-- Required tasks --
- a) For each of the following statements, say whether it agrees with the autograd tutorial and answer yes or no, quoting the words of the tutorial that decide it. (i) The _data_to_numpy method raises a ValueError when it is given an unsupported input. (ii) Apply is defined as a static method. (iii) Annotations are imported so that type definitions won't cause trouble in old Python versions.
- b) Reproduce word for word the part of the autograd tutorial from "result = Add.forward(self, other)" to "ctx = Function(cls,*args)".

----- Page extract

Building autograd engine (tinytorch) 03

part 3/n

Clean up & refactor

(dont skip we also add new things here)

Let's get professional. It's a good time now to add type hints and do some cleanup. Let's start with the tensor class.

from __future__ import annotations
import numpy as np


class Tensor:
    def __init__(self, data):
        self.data:np.ndarray = Tensor._data_to_numpy(data)
        self.grad:Tensor = None
        self._ctx:Function = None
    
    @staticmethod
    def _data_to_numpy(data):
        if isinstance(data,(int,float)):
            return np.array([data])
        if isinstance(data,(list,tuple)):
            return np.array(data)
        if isinstance(data,np.ndarray):
            return data
        if isinstance(data,Tensor):
            return data.data.copy()  
        raise ValueError("Invalid value passed to tensor")
    
    @staticmethod
    def _ensure_tensor(data):
        if isinstance(data,Tensor):
            return data
        return Tensor(data)

Import annotations so type definitions won't be a problem with old Python versions. And add a new _data_to_numpy method so people can pass any input like Tensor(2), Tensor([1,2]), or Tensor(np.arange(10)) as we will get consistent data underneath. also new ensure_tensor a simple methoed that well ensure is data tensor.

    def __add__(self, other):
        fn = Function(Add, self, other)
        result = Add.forward(self, other)
        result._ctx = fn
        return result

this is pretty ugly lets make it clean by modifying funtion class.

class Function:
    def __init__(self, op, *args):
        self.op:Function = op
        self.args:list[Tensor] = args
        
    @classmethod
    def apply(cls,*args):
        ctx = Function(cls,*args)
        result = cls.forward(*args)
        result._ctx = ctx
        return result
    
    @staticmethod
    def forward(self,*args):
        raise NotImplementedError
    
    @staticmethod
    def backward(self,*args):
        raise NotImplementedError

Apply is a class method that essentially does what we do in __add__ and __mul__. The idea is that all functions will inherit from the Function class with static methods. Then they will just do Add.apply(). Also, the forward and backward methods indicate that you must implement them. plus some type defs.

----------
----- Given records

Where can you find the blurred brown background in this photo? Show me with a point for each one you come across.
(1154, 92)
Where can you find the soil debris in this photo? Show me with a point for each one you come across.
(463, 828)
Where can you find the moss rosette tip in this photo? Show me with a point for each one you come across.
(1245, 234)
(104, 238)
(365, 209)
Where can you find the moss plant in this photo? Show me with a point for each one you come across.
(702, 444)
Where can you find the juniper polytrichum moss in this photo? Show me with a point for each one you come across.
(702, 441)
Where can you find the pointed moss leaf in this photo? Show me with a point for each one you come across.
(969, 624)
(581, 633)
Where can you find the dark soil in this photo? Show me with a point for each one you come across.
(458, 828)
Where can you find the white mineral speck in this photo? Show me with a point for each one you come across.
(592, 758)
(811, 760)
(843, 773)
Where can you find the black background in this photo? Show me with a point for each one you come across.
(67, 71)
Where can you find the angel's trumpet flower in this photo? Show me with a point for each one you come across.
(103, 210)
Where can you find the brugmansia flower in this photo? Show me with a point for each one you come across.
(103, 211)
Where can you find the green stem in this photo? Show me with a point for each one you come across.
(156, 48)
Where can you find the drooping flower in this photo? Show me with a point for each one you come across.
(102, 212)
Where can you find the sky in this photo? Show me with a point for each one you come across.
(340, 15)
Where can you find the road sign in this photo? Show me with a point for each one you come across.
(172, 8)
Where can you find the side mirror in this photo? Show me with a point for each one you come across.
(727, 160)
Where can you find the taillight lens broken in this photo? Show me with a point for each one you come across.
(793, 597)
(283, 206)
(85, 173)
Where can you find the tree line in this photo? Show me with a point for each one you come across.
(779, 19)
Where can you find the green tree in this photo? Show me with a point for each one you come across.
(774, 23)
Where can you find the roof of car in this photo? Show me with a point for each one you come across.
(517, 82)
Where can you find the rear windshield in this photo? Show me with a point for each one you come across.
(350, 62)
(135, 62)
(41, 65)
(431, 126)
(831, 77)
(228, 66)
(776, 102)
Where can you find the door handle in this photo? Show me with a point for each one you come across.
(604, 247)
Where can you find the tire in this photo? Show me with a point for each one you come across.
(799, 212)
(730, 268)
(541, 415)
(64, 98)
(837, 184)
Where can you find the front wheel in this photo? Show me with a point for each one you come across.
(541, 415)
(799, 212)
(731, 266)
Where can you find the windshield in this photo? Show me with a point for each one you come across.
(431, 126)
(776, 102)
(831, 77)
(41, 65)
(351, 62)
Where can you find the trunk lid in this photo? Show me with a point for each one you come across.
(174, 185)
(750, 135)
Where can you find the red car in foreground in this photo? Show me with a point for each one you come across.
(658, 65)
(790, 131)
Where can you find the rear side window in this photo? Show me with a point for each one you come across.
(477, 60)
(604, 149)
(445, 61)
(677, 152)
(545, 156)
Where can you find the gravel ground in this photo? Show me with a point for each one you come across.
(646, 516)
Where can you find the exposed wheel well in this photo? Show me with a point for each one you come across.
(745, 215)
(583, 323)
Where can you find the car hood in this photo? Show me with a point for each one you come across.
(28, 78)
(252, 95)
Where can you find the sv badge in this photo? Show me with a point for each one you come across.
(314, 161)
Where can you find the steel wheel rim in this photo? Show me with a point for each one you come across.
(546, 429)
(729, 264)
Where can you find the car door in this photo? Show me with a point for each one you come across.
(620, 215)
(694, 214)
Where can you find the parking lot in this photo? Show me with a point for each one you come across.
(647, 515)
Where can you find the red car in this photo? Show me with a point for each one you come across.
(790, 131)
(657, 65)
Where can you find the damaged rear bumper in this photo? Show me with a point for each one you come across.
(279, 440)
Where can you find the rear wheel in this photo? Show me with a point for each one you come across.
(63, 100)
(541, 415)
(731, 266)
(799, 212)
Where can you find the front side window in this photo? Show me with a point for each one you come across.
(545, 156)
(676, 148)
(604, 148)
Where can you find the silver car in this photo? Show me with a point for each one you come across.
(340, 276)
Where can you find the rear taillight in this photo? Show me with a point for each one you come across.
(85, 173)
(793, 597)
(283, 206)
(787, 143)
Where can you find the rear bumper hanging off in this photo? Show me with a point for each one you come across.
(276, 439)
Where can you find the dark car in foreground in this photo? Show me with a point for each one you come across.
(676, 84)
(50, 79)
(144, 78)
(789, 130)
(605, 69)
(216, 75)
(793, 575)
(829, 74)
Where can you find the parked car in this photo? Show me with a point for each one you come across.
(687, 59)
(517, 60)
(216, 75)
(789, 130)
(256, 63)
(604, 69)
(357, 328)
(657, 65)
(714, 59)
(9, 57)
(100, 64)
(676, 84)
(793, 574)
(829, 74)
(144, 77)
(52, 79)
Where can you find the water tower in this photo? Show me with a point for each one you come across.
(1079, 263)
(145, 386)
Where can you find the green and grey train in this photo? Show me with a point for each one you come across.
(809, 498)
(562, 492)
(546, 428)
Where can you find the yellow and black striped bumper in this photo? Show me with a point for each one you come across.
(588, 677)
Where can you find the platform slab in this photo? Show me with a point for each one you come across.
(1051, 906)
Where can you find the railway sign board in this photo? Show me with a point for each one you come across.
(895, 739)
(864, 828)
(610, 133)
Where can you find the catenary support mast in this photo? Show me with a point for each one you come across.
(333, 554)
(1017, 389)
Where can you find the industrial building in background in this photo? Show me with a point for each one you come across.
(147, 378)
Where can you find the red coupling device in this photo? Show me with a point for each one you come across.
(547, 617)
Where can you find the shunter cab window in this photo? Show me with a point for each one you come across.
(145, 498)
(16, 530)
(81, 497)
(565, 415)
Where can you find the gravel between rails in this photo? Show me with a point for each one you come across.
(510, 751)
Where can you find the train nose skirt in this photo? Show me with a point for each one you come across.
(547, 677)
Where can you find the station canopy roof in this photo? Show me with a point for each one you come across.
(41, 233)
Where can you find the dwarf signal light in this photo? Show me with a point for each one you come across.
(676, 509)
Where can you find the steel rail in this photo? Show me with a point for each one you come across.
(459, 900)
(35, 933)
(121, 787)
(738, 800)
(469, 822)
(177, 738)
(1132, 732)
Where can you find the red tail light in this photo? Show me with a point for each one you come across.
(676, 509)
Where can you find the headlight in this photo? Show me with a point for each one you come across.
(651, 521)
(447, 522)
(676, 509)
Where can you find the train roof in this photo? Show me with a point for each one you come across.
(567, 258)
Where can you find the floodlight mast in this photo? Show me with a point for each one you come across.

----------

-- Problem solutions --
- a)
(i) Yes: "raise ValueError("Invalid value passed to tensor")"
(ii) No: "Apply is a class method"
(iii) Yes: "Import annotations so type definitions won't be a problem with old Python versions."

- b)
result = Add.forward(self, other)
        result._ctx = fn
        return result

this is pretty ugly lets make it clean by modifying funtion class.

class Function:
    def __init__(self, op, *args):
        self.op:Function = op
        self.args:list[Tensor] = args
        
    @classmethod
    def apply(cls,*args):
        ctx = Function(cls,*args)